**WORK TO BE COMPLETED**. Set down exactly the lines in the records below that run from the line with "of the white" to the line with "the front wheel", inclusive, and nothing more.

PROVIDED MATERIAL START

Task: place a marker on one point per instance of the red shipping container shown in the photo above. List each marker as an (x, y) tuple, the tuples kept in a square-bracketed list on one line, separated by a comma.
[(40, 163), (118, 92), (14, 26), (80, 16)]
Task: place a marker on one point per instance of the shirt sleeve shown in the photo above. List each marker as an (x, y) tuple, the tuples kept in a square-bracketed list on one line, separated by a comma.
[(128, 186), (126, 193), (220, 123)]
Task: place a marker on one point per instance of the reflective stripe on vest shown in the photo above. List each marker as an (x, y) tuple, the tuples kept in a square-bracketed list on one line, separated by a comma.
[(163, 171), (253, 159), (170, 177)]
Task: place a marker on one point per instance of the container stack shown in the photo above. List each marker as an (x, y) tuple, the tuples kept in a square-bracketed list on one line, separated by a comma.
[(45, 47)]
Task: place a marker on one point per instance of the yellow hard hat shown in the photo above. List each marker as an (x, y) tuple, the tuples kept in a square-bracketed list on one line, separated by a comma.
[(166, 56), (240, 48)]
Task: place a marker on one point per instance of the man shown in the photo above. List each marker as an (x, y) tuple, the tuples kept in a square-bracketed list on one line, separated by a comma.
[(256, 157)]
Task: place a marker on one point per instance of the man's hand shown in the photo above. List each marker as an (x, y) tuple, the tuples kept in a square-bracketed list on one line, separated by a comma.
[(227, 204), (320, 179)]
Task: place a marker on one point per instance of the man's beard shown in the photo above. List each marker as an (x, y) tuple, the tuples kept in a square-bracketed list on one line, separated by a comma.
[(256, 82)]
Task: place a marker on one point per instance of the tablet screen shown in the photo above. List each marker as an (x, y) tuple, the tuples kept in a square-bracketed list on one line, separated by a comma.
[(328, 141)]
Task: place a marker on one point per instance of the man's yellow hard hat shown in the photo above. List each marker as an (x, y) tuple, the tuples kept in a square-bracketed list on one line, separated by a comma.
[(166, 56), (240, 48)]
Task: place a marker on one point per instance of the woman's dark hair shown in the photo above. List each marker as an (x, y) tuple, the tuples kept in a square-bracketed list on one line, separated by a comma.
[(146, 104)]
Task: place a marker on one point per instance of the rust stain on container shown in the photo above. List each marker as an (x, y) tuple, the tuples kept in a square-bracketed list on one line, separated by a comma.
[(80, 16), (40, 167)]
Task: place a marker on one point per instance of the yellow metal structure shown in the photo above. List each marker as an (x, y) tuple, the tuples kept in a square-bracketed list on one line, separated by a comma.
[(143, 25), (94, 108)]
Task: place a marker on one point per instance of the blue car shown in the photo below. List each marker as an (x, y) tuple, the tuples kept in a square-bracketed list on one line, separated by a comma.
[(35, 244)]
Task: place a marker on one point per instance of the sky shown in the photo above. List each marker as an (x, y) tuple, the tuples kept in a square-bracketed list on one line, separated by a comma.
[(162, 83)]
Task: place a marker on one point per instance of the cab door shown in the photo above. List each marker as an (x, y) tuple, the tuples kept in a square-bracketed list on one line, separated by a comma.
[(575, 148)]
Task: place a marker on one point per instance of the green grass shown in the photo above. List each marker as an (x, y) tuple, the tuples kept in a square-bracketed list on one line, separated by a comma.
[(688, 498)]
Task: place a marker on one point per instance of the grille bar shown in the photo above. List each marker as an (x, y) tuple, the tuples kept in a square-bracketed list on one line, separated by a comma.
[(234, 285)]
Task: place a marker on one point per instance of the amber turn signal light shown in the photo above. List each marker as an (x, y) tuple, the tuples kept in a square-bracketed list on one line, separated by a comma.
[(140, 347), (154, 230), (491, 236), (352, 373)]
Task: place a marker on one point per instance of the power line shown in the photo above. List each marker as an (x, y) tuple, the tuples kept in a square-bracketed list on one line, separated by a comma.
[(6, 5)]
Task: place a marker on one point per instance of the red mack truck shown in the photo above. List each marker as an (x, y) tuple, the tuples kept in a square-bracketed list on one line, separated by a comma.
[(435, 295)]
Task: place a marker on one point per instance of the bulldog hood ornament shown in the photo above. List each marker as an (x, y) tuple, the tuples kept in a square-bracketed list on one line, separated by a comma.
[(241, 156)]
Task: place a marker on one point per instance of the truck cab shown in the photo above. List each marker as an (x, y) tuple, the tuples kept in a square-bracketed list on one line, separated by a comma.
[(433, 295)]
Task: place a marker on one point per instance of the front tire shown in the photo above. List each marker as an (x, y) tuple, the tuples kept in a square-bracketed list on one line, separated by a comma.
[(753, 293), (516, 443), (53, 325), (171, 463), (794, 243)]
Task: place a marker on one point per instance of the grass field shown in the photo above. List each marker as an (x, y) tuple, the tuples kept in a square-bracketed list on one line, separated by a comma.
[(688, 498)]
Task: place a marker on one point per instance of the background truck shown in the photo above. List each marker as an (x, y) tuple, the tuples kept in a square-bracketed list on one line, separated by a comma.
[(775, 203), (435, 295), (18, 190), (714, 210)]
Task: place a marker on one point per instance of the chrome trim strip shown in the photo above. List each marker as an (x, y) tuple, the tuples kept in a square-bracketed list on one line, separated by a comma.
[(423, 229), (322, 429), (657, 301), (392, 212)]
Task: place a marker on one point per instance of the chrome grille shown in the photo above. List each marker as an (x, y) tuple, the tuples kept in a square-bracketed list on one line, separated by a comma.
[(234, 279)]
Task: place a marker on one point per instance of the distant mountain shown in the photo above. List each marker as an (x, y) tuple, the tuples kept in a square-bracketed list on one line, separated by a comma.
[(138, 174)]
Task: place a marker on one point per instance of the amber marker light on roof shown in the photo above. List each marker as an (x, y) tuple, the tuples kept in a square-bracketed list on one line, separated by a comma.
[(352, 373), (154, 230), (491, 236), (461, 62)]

PROVIDED MATERIAL END
PROVIDED MATERIAL START

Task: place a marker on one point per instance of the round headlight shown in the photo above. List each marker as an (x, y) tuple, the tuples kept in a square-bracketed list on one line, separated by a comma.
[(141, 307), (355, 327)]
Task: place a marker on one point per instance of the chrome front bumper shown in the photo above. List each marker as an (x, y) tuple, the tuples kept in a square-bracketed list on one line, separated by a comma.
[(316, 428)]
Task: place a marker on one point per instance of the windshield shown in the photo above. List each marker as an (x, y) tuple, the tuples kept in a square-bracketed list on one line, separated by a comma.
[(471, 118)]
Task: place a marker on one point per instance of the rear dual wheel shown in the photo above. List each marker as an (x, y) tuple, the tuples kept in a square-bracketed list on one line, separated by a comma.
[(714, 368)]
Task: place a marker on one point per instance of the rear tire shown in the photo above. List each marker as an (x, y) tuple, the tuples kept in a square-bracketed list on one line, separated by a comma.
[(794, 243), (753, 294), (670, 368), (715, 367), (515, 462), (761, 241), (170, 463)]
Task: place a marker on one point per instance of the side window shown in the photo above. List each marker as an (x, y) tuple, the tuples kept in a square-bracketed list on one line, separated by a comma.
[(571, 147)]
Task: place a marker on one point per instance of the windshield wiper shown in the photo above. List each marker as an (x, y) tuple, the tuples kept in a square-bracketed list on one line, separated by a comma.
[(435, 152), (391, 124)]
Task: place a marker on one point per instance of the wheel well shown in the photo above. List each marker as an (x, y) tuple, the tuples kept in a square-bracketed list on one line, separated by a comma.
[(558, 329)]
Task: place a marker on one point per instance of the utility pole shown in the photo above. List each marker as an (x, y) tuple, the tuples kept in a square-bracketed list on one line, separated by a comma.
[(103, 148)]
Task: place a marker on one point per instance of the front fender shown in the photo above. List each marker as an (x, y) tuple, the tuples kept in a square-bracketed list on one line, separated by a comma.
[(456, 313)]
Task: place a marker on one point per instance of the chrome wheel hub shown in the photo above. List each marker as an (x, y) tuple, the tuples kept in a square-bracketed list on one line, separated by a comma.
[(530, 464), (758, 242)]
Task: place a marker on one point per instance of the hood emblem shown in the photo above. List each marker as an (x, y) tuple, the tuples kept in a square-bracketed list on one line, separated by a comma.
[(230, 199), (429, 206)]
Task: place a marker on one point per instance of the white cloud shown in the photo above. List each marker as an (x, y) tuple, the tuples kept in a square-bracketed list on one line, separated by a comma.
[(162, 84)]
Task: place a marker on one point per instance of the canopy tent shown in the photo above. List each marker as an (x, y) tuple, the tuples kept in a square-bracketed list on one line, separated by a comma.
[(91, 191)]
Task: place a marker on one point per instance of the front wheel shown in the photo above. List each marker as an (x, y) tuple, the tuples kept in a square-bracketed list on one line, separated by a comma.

PROVIDED MATERIAL END

**RESPONSE**.
Task: place a marker on one point per instance of the white cloud shown in the photo above. List each marker as an (x, y) tuple, the tuples kept in a square-bracketed list on one line, separated by a comma.
[(162, 84)]
Task: place a marker on one point per instance of the canopy tent shown in the photo above. List each marker as an (x, y) tuple, the tuples kept in a square-bracketed list on one line, separated by a comma.
[(91, 191)]
Task: place a marker on one point per instance of the front wheel shown in the photo above. List each marker as an (x, y) tuple, the tuples kept in a square-bracketed list on one line, separated by a comma.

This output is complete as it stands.